◆ Object pointing dataset rows
■ ■ ■ ■

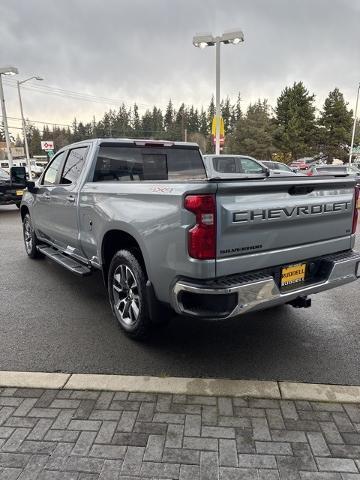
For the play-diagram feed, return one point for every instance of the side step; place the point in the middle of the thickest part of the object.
(65, 261)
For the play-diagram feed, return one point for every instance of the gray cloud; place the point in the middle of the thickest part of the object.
(141, 50)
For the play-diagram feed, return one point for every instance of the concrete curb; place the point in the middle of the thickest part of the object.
(33, 379)
(186, 386)
(176, 385)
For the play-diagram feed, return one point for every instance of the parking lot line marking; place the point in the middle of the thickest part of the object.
(175, 385)
(33, 379)
(320, 392)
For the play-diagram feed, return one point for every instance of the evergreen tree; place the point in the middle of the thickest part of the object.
(227, 114)
(203, 123)
(34, 140)
(295, 121)
(237, 113)
(169, 120)
(336, 120)
(136, 124)
(253, 134)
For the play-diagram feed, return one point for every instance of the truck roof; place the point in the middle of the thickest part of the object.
(136, 141)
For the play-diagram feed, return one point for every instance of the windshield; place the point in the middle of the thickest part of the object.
(3, 174)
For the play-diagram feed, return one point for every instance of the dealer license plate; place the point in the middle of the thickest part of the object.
(293, 274)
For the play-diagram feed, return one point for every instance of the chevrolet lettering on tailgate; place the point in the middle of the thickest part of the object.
(293, 212)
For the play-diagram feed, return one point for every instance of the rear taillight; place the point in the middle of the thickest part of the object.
(356, 212)
(202, 236)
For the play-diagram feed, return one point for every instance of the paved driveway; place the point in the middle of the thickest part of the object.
(51, 320)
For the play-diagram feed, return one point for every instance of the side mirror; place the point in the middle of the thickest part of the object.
(31, 186)
(18, 176)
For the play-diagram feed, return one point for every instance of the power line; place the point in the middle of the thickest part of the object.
(51, 90)
(39, 121)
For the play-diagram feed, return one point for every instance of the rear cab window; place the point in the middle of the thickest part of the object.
(73, 166)
(126, 163)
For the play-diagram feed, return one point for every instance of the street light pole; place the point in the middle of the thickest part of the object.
(217, 95)
(208, 40)
(354, 126)
(6, 71)
(24, 123)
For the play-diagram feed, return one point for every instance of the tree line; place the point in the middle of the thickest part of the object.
(294, 128)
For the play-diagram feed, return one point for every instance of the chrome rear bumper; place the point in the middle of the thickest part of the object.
(260, 290)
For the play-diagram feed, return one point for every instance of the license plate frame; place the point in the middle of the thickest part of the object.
(292, 275)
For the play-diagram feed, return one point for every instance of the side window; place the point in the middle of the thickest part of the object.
(51, 174)
(250, 166)
(225, 164)
(73, 166)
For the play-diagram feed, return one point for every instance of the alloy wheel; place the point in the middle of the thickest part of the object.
(126, 295)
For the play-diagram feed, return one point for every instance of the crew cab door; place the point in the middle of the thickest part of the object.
(42, 212)
(64, 202)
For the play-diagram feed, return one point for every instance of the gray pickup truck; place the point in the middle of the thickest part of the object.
(165, 233)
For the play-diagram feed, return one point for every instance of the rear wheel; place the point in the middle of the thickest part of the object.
(30, 239)
(127, 294)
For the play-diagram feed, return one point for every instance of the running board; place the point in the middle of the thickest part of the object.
(65, 261)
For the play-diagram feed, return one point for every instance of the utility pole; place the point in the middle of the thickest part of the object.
(24, 123)
(354, 126)
(6, 71)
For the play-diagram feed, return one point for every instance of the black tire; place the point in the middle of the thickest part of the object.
(30, 239)
(127, 294)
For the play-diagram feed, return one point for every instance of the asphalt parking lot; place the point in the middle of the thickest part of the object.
(53, 321)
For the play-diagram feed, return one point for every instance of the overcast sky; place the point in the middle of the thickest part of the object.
(141, 51)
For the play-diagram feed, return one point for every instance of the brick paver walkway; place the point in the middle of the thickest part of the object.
(80, 435)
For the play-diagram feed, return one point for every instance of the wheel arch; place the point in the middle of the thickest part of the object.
(23, 211)
(115, 240)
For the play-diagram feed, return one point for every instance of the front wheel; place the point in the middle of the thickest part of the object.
(127, 294)
(30, 239)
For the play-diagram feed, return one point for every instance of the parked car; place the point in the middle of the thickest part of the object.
(231, 166)
(336, 170)
(10, 192)
(36, 170)
(303, 163)
(165, 233)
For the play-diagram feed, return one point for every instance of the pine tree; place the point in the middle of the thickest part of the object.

■ ■ ■ ■

◆ Problem statement
Repeat the material word for word, starting at the line that contains "of the black" and ending at the last line of the material, both included.

◆ Solved exercise
For the play-diagram feed, return one point for every instance of the black tire; place the point in the middle of the thickest part of the object.
(30, 239)
(127, 294)
For the play-diagram feed, return one point for every instance of the asphalt parking lot; place the point in the middle of the thickest part of the object.
(53, 321)
For the play-diagram feed, return one point for every instance of the overcast sky; place the point in the middle of the thickest part of the object.
(141, 51)
For the play-diagram feed, return one point for every instance of the brick paver walkway; place the point in the middle of the thickest part of the object.
(80, 435)
For the play-diagram feed, return one point for every instance of the wheel arch; place the point in the middle of the thickest part of the object.
(23, 211)
(115, 240)
For the play-diagram feed, return one point for every instance of the front wheel; place the point in the middle of the thickest part of the object.
(127, 294)
(30, 239)
For the play-diagram feed, return one point for every instance of the parked car; place the point in the middle of the thickest part of the object.
(231, 166)
(336, 170)
(10, 192)
(36, 170)
(303, 163)
(165, 233)
For the play-diagram feed, return one point for every instance of the pine tree; place the point in the middle of the thickest part of the object.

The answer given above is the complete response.